Records for the task ▸

*****

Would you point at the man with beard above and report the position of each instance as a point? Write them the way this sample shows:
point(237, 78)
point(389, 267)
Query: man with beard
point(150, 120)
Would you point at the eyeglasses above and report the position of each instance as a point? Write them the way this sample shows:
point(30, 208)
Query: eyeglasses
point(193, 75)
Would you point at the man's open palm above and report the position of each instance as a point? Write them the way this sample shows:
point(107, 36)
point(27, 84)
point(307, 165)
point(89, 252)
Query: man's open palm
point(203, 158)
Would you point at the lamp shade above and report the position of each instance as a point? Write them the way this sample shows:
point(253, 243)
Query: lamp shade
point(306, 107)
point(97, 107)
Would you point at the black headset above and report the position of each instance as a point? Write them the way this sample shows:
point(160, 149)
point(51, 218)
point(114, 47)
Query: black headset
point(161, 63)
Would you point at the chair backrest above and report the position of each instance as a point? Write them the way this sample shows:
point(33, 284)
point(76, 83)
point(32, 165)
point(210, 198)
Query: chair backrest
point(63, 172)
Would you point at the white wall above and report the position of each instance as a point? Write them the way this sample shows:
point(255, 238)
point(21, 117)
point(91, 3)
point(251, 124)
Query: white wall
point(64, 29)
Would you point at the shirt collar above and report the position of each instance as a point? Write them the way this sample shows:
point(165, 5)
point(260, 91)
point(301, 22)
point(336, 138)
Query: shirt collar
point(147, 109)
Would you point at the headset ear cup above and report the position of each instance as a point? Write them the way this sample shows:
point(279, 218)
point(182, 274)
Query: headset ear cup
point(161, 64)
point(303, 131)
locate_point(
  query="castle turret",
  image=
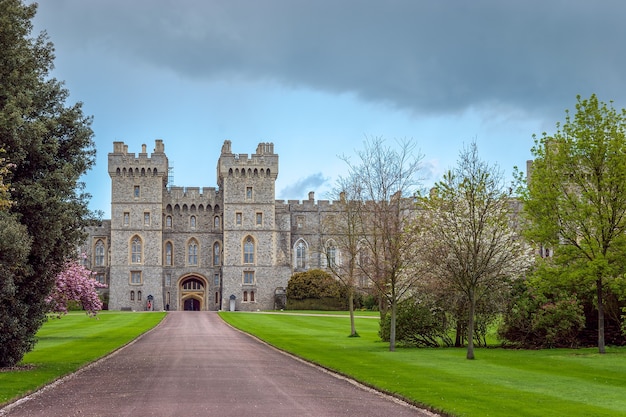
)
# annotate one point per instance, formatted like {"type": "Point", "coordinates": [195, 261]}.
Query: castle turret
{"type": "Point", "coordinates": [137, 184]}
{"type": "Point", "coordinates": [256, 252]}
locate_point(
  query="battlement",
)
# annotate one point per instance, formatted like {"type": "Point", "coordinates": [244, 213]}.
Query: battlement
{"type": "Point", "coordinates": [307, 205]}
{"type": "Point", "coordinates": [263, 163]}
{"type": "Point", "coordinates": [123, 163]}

*****

Problem ▸ Please rewrite everything from the line containing "Would you point at the black" down to the line containing "point(161, 63)", substituting "dark headset" for "black headset" and leaving everything else unchanged.

Written answer ▸
Would you point at the dark headset above and report the position of each instance as a point? Write them the way this sample shows:
point(160, 149)
point(51, 218)
point(114, 47)
Query: dark headset
point(161, 63)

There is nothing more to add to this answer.